** Opening Supplied data block **
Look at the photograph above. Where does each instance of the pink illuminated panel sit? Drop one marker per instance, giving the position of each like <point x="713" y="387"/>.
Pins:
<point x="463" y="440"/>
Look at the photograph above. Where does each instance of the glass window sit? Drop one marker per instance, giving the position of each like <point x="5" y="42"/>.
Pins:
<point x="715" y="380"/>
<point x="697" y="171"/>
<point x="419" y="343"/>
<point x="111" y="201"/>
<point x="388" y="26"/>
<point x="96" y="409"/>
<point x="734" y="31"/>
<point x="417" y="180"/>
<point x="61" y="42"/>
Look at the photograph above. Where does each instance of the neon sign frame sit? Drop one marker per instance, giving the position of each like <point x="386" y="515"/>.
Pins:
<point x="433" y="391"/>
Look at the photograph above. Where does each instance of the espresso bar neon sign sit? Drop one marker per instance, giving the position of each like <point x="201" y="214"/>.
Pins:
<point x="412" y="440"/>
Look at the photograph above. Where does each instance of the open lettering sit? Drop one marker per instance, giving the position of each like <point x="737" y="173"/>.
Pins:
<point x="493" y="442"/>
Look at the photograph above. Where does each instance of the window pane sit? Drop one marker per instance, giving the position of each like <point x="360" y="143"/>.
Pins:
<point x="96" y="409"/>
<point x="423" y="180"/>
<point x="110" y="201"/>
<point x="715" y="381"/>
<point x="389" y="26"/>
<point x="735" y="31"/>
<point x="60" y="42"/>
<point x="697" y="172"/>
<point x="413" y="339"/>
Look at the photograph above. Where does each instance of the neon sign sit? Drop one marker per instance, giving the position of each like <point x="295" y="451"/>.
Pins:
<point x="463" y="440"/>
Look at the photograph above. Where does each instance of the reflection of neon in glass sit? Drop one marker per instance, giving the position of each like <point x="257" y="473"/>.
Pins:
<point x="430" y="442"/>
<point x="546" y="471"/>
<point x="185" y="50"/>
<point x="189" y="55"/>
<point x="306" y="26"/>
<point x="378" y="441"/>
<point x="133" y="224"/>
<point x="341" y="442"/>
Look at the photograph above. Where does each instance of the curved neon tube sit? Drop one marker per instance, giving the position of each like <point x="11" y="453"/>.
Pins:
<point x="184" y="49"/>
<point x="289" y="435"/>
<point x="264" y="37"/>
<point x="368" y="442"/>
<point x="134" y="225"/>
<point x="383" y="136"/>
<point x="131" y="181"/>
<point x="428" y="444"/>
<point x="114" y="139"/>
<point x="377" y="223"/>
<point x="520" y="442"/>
** Closing Supplied data block **
> What you should do: Only the lines from the start of the material through the line bearing "of the glass" are needed, restated exactly, with both end lines included.

> Response area:
Look at the photograph above. Where does each instance of the pink illuminated panel sit? Drop one marker per instance, giving the position of each like <point x="713" y="387"/>.
Pins:
<point x="463" y="440"/>
Look at the photograph above. Where does each instance of the glass window sit? Drop one marker per instance, giving the position of each like <point x="5" y="42"/>.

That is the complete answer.